* Task description *
Could you write out all the records once more, exactly?

(Beginning of Given data)

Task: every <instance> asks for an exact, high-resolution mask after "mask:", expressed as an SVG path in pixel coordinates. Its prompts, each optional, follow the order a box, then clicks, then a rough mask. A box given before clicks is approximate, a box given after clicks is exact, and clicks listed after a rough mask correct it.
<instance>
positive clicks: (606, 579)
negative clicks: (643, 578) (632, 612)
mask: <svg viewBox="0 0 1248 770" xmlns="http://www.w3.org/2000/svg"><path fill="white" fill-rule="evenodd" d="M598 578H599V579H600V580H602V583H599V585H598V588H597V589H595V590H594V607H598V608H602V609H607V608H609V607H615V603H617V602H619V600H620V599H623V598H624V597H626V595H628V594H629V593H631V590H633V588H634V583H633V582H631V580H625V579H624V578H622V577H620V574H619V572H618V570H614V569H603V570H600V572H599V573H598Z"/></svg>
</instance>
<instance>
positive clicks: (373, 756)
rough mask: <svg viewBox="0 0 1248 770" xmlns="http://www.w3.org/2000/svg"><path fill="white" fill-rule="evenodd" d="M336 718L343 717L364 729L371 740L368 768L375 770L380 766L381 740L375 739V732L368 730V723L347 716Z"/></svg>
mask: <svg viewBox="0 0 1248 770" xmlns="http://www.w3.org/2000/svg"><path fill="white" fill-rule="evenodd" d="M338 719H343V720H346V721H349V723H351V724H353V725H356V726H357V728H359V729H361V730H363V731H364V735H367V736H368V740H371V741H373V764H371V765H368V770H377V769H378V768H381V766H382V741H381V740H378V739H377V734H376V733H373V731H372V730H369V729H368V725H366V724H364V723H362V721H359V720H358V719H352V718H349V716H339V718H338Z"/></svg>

(End of Given data)

* Finished task *
Task: every <instance> asks for an exact, high-resolution mask after "mask:", expressed as an SVG path in pixel coordinates. Its prompts, each optional, follow the order a box, then clicks, then a rough mask. A box given before clicks is approximate, a box given after clicks is exact, and clicks listed after a rough mask correct it.
<instance>
positive clicks: (606, 579)
negative clicks: (643, 578) (632, 612)
mask: <svg viewBox="0 0 1248 770" xmlns="http://www.w3.org/2000/svg"><path fill="white" fill-rule="evenodd" d="M598 578H599V579H600V580H602V583H599V585H598V588H597V589H595V590H594V607H598V608H602V609H607V608H609V607H615V603H617V602H619V600H620V599H623V598H624V597H626V595H628V594H629V593H631V590H633V588H634V583H633V582H631V580H625V579H624V578H622V577H620V574H619V572H618V570H614V569H603V570H600V572H599V573H598Z"/></svg>
</instance>
<instance>
positive clicks: (373, 756)
rough mask: <svg viewBox="0 0 1248 770" xmlns="http://www.w3.org/2000/svg"><path fill="white" fill-rule="evenodd" d="M336 718L343 717L364 729L371 740L368 768L375 770L380 766L381 740L375 739V732L368 730V723L347 716Z"/></svg>
mask: <svg viewBox="0 0 1248 770" xmlns="http://www.w3.org/2000/svg"><path fill="white" fill-rule="evenodd" d="M338 719H343V720H346V721H349V723H351V724H353V725H356V726H357V728H359V729H361V730H363V731H364V735H367V736H368V740H371V741H373V764H371V765H368V770H377V769H378V768H381V766H382V741H381V740H378V739H377V734H376V733H373V731H372V730H369V729H368V725H366V724H364V723H362V721H359V720H358V719H352V718H349V716H339V718H338Z"/></svg>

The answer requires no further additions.